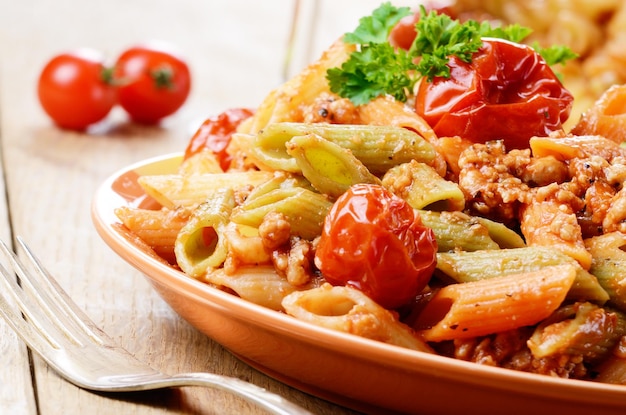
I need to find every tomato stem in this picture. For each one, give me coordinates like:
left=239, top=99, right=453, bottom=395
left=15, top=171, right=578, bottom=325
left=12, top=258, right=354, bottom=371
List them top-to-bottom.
left=150, top=65, right=174, bottom=89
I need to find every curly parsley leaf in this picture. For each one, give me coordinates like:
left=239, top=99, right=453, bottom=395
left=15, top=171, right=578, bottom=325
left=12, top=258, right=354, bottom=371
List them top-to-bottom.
left=326, top=2, right=576, bottom=105
left=344, top=2, right=411, bottom=45
left=533, top=42, right=578, bottom=66
left=327, top=43, right=415, bottom=105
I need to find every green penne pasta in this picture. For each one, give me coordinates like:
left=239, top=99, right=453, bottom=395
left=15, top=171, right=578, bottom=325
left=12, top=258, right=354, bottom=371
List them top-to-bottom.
left=252, top=122, right=436, bottom=175
left=286, top=133, right=380, bottom=198
left=382, top=160, right=465, bottom=211
left=137, top=171, right=273, bottom=209
left=230, top=177, right=332, bottom=239
left=174, top=189, right=235, bottom=278
left=418, top=210, right=500, bottom=252
left=476, top=217, right=526, bottom=249
left=585, top=232, right=626, bottom=312
left=437, top=246, right=609, bottom=304
left=528, top=302, right=626, bottom=363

■ **WRITTEN TASK**: Rewrite every line of the entries above as a numbered list, skipping any blank lines and leaving out the picture.

■ **SOLUTION BELOW**:
1. I need to find every tomato stem in this picture. For each one, give me coordinates like:
2. left=239, top=99, right=453, bottom=395
3. left=15, top=171, right=578, bottom=325
4. left=12, top=258, right=354, bottom=371
5. List them top-to-bottom.
6. left=150, top=65, right=174, bottom=89
7. I need to find every curly parsley leaf in this picture. For each one, give me coordinates like:
8. left=239, top=99, right=453, bottom=395
9. left=15, top=171, right=578, bottom=325
10. left=12, top=258, right=354, bottom=371
11. List them top-to-bottom.
12. left=326, top=2, right=576, bottom=105
13. left=344, top=2, right=411, bottom=45
14. left=533, top=42, right=578, bottom=66
15. left=327, top=43, right=415, bottom=105
16. I need to find every green penne pasta in this picture. For each one, give me coordinates like:
17. left=239, top=99, right=453, bottom=395
18. left=15, top=171, right=578, bottom=325
19. left=12, top=258, right=354, bottom=371
20. List them top-to-bottom.
21. left=252, top=122, right=436, bottom=175
22. left=286, top=133, right=380, bottom=198
23. left=382, top=160, right=465, bottom=211
24. left=137, top=171, right=273, bottom=209
25. left=230, top=177, right=332, bottom=239
26. left=174, top=189, right=235, bottom=278
27. left=418, top=210, right=500, bottom=252
28. left=476, top=217, right=526, bottom=249
29. left=585, top=232, right=626, bottom=312
30. left=437, top=246, right=609, bottom=304
31. left=528, top=302, right=626, bottom=363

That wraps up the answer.